Fragmento seleccionado -
........

En las contadas ocasiones en que es posible ver en el país, tanto al delincuente común como al delincuente común a distancia, desnudos en su esencia y debilidad, incapaces de cocinar salidas impresentables, calculando el mal menor y “cómo voy en la pará”; cuando eso ocurre, el escenario que se abre no es de agonía sino de oportunidad.
Lo que estamos viendo es el Chile real, arriba y abajo, donde la acusación calza con la prueba. Sin Penta, Caval, SQM, los dos arzobispos invocando a María mientras pisotean a la “serpiente”, Jadue y su ANFP de “topón pa’dentro”, las colusiones en artículos de primera necesidad, desde los remedios, pollos y hasta el papel de wáter, los grupos de militares que se adueñan de porcentajes de la ley reservada del cobre, sin todos ellos sería extremadamente difícil convencer a tanto estadista nacional dando vueltas de que es necesario corregir de fondo aspectos muy intocables de la convivencia nacional. Como reforzar la confianza pública, haciendo que quien atente contra ella sienta el peso del país como si se tratara de una traición a la patria. Porque lo es. Un país que siente desconfianza de sus instituciones, de sus líderes y su sistema económico y político es una incitación a la ley del más fuerte, del “ráscate con tus propias uñas”, del “todo el mundo es tu enemigo”, de una espiral de represalias que deriva en un ojo por ojo permanente, cuyo destino final, como lo dijera Ghandi, es que todos terminamos absolutamente ciegos. Divididos, diezmados, cobijados en nada más que el miedo, no por obra de algún país que nos llevó a La Haya, sino por nuestro propio fallo para aprovechar esta oportunidad de rehacer la confianza pública, por la vía de defenderla de toda la visibilidad de su múltiples amenazas. Con una identidad nacional, que refleje en su Constitución lo que valoramos y queremos sea el sello de lo propio. Con un sistema económico que no ponga al más nefasto de todos los ideologismos –la idea de que la suma de egoísmos da como resultado una sociedad virtuosa- como eje central de la actividad productiva. Con un modelo político que el país conozca desde la escuela, donde el representante responda a la confianza que le entregó el representado y donde este último se sienta comprometido con lo que votó y se mantenga atento e informado de lo que hace su mandatado.

........

Responde según el texto sobre la confianza pública en Chile:
1. ¿Qué tipo de escenario se abre cuando se ve a los delincuentes desnudos en su esencia y debilidad?
2. ¿Qué artículos de primera necesidad se nombran al hablar de las colusiones?
3. ¿A quién se atribuye la idea de que el ojo por ojo termina dejando a todos ciegos?
Las entradas no guardan relación con este ejercicio.

........

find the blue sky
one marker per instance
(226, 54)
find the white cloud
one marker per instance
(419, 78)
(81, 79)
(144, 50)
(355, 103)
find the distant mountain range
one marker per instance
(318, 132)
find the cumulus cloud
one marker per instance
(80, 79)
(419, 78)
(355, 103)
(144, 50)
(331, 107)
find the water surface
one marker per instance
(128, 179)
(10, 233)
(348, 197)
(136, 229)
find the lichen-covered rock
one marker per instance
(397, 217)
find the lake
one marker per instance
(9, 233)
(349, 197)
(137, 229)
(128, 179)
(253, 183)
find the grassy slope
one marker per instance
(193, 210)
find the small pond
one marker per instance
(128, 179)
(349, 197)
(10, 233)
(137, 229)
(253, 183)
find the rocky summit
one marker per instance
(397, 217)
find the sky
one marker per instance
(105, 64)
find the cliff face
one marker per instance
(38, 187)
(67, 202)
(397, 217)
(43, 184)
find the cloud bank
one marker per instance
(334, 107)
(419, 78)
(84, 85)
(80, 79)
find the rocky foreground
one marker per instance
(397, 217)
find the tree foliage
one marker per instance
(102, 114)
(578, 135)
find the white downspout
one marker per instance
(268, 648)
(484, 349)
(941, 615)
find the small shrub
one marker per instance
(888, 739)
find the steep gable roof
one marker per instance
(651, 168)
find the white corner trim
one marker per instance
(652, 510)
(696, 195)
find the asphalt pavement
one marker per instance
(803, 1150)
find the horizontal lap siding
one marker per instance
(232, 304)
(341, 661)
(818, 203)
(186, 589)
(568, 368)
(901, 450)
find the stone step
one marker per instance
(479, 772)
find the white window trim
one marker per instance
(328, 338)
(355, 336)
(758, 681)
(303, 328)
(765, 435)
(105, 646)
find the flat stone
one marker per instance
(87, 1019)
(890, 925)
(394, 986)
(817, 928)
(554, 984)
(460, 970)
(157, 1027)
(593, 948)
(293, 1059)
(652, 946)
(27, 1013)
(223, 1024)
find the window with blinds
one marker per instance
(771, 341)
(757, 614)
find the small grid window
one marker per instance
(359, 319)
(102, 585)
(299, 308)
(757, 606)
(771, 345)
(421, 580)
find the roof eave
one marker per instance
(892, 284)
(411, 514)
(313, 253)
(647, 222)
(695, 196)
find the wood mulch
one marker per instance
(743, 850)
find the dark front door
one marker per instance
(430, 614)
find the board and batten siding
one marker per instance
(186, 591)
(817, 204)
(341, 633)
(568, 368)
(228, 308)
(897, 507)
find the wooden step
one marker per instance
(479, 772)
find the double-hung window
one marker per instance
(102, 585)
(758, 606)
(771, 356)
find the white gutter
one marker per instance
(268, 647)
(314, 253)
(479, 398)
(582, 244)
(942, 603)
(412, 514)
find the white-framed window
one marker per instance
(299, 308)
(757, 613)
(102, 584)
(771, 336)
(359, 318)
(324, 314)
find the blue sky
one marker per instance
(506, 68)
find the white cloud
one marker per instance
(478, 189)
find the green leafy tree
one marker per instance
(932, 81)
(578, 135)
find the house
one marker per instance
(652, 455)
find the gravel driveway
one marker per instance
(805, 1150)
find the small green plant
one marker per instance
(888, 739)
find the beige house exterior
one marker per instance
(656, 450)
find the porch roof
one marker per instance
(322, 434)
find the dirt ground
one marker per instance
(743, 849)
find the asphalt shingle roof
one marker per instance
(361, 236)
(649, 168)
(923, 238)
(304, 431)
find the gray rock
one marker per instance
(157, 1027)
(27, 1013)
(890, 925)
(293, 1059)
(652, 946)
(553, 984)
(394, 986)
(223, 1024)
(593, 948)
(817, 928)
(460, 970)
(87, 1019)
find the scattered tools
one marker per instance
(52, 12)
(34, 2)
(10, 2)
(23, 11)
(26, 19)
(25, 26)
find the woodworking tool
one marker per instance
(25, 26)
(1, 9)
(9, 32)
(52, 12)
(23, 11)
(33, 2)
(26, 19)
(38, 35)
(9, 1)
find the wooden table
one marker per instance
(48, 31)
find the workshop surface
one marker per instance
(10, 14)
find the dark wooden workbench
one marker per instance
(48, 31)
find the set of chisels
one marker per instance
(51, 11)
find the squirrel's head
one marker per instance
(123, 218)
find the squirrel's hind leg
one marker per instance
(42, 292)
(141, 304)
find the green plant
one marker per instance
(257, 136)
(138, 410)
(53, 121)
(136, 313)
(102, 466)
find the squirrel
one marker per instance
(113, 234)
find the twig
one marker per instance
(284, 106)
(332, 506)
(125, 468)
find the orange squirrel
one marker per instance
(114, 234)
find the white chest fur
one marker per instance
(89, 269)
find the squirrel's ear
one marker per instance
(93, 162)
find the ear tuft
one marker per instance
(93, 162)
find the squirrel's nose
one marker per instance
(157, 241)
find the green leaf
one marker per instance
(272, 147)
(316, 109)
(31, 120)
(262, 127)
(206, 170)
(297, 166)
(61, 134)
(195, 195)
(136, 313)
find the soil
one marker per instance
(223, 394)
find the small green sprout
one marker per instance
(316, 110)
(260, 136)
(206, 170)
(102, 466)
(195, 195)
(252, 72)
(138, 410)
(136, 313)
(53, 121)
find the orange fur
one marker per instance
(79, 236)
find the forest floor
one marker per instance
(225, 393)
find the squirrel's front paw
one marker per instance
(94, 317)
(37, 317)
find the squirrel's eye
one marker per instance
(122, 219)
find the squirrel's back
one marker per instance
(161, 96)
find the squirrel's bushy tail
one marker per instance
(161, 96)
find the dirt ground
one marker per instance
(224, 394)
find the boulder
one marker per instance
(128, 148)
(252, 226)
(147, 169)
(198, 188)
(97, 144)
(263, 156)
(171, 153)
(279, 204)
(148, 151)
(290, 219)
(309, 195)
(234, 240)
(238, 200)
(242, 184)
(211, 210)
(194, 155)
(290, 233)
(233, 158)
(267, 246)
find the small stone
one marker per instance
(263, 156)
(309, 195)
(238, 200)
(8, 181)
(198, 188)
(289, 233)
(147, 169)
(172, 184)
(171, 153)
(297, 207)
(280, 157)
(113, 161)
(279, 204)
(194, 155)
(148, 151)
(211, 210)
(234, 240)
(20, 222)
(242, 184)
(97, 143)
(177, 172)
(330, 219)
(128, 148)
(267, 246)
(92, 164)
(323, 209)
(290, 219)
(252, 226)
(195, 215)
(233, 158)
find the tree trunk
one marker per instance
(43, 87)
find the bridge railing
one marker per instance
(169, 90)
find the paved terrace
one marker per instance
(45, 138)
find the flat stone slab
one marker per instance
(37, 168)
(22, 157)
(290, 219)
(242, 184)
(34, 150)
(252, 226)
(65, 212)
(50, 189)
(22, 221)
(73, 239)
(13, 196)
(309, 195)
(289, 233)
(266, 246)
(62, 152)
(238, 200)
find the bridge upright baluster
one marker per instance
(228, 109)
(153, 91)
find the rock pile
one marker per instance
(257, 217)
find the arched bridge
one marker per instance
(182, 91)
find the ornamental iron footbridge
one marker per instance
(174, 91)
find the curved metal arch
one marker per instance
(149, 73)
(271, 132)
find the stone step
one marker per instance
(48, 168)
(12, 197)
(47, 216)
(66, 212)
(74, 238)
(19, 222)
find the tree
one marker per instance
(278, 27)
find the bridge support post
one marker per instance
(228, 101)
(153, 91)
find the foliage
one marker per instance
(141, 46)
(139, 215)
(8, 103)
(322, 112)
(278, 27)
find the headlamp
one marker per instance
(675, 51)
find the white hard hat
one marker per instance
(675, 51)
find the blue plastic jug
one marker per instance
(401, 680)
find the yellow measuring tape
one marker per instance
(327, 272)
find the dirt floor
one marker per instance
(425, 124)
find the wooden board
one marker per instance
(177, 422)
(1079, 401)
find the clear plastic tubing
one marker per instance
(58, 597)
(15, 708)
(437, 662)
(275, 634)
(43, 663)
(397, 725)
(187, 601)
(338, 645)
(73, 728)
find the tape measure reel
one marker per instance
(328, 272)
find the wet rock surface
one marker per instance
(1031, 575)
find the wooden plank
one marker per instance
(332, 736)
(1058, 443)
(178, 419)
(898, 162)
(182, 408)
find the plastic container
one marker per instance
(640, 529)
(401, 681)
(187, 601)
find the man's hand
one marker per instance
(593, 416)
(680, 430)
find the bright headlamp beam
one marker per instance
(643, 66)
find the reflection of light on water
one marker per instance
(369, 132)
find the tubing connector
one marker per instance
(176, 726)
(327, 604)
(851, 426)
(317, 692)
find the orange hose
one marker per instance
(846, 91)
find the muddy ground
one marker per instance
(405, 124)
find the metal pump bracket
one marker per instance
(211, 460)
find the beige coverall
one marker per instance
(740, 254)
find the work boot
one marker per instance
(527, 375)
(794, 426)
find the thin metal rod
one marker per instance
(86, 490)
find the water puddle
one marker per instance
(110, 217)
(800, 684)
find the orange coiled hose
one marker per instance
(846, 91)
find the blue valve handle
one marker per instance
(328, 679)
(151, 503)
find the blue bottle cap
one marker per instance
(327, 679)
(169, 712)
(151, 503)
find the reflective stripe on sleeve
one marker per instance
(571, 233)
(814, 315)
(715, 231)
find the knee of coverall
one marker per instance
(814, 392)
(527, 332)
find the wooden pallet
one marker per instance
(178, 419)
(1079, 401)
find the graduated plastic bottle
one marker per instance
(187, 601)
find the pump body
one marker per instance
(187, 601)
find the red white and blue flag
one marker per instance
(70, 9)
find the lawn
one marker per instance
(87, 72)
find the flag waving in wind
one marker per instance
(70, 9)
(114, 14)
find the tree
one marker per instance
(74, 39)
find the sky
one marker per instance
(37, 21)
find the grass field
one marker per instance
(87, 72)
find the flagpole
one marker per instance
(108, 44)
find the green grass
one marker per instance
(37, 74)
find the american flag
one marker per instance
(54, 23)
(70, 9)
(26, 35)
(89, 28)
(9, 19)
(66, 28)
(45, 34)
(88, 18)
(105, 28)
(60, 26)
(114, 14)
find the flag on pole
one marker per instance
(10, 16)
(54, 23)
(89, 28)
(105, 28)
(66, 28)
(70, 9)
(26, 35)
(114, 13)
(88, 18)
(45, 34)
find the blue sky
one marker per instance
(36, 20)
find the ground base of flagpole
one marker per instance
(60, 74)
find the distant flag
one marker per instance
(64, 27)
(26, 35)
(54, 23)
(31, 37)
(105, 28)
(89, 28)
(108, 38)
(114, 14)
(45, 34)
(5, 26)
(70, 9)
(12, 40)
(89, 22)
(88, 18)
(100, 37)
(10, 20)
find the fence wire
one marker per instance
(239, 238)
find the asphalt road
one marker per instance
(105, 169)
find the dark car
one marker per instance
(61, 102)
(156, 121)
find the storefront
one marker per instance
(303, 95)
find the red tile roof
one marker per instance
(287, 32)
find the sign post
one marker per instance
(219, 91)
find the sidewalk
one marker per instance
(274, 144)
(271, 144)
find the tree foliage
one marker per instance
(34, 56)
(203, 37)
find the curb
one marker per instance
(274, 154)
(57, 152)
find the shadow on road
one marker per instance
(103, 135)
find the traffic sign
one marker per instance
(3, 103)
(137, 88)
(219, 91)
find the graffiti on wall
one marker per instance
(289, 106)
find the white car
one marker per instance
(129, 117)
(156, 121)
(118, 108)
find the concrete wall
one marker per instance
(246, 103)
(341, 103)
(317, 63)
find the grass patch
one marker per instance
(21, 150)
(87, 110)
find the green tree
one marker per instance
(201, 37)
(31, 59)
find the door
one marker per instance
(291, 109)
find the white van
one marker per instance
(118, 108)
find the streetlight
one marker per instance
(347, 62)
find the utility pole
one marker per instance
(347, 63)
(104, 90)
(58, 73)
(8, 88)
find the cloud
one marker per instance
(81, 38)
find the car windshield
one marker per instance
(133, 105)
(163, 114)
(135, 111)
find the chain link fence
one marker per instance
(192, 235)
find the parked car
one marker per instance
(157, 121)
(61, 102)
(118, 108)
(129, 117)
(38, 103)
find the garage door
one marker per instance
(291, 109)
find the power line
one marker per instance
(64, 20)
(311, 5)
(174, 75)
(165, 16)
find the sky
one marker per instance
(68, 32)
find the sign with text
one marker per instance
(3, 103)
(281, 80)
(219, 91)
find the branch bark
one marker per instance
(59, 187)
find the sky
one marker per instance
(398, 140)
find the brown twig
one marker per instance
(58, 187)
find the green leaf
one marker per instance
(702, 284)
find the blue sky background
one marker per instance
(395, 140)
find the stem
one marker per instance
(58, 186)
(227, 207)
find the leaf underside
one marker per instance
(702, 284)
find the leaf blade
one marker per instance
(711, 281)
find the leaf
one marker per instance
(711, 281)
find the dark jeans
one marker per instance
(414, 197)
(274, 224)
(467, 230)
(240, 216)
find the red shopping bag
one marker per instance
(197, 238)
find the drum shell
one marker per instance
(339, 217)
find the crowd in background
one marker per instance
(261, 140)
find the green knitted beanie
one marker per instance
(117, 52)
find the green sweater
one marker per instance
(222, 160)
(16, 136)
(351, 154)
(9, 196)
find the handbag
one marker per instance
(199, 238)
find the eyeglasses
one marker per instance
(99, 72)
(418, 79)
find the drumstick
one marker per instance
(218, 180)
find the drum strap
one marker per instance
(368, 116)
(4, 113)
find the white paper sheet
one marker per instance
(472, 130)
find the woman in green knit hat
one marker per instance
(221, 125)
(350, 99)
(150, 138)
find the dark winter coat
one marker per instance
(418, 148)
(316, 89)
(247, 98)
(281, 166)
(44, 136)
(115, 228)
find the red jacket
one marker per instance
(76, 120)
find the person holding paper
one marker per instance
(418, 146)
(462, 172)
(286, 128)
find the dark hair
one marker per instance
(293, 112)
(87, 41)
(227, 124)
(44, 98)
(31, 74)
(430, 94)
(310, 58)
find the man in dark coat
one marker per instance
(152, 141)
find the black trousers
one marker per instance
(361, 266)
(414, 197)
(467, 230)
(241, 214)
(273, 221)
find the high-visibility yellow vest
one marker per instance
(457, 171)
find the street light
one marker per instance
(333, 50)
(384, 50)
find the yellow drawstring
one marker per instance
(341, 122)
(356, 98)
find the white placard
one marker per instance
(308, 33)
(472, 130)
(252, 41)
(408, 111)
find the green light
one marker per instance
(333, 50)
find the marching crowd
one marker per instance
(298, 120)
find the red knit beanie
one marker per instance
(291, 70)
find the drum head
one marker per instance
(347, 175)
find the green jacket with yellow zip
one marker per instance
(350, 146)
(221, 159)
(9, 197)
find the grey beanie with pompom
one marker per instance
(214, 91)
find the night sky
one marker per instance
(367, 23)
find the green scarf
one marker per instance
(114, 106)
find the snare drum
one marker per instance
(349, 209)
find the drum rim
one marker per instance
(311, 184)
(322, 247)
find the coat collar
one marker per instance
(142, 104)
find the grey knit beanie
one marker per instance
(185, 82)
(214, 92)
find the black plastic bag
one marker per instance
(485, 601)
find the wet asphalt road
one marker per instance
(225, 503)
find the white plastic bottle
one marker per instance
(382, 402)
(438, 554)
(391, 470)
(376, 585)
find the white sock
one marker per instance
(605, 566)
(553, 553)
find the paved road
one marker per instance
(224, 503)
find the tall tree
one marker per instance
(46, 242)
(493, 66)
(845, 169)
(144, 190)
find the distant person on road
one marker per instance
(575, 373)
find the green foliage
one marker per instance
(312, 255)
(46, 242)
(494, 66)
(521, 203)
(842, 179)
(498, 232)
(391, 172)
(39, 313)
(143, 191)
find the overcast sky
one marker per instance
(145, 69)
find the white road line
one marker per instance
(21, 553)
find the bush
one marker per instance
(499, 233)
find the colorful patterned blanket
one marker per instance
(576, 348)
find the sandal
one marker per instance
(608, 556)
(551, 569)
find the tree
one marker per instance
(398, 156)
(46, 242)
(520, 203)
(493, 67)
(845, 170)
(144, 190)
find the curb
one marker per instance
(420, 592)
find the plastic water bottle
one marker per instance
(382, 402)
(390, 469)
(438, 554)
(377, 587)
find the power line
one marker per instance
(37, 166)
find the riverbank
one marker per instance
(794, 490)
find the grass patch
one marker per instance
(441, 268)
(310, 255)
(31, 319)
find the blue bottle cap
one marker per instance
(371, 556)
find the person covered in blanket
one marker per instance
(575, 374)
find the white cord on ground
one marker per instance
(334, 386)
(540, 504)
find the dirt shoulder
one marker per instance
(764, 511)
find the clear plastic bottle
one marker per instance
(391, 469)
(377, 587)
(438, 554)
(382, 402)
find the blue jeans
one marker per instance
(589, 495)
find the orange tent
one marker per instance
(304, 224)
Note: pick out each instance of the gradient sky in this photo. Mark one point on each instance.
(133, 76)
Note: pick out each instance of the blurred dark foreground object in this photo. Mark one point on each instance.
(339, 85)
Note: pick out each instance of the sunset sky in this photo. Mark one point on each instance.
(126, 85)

........

Tu respuesta -
1. Uno de oportunidad, no de agonía.
2. Los remedios, los pollos y el papel de wáter.
3. A Ghandi.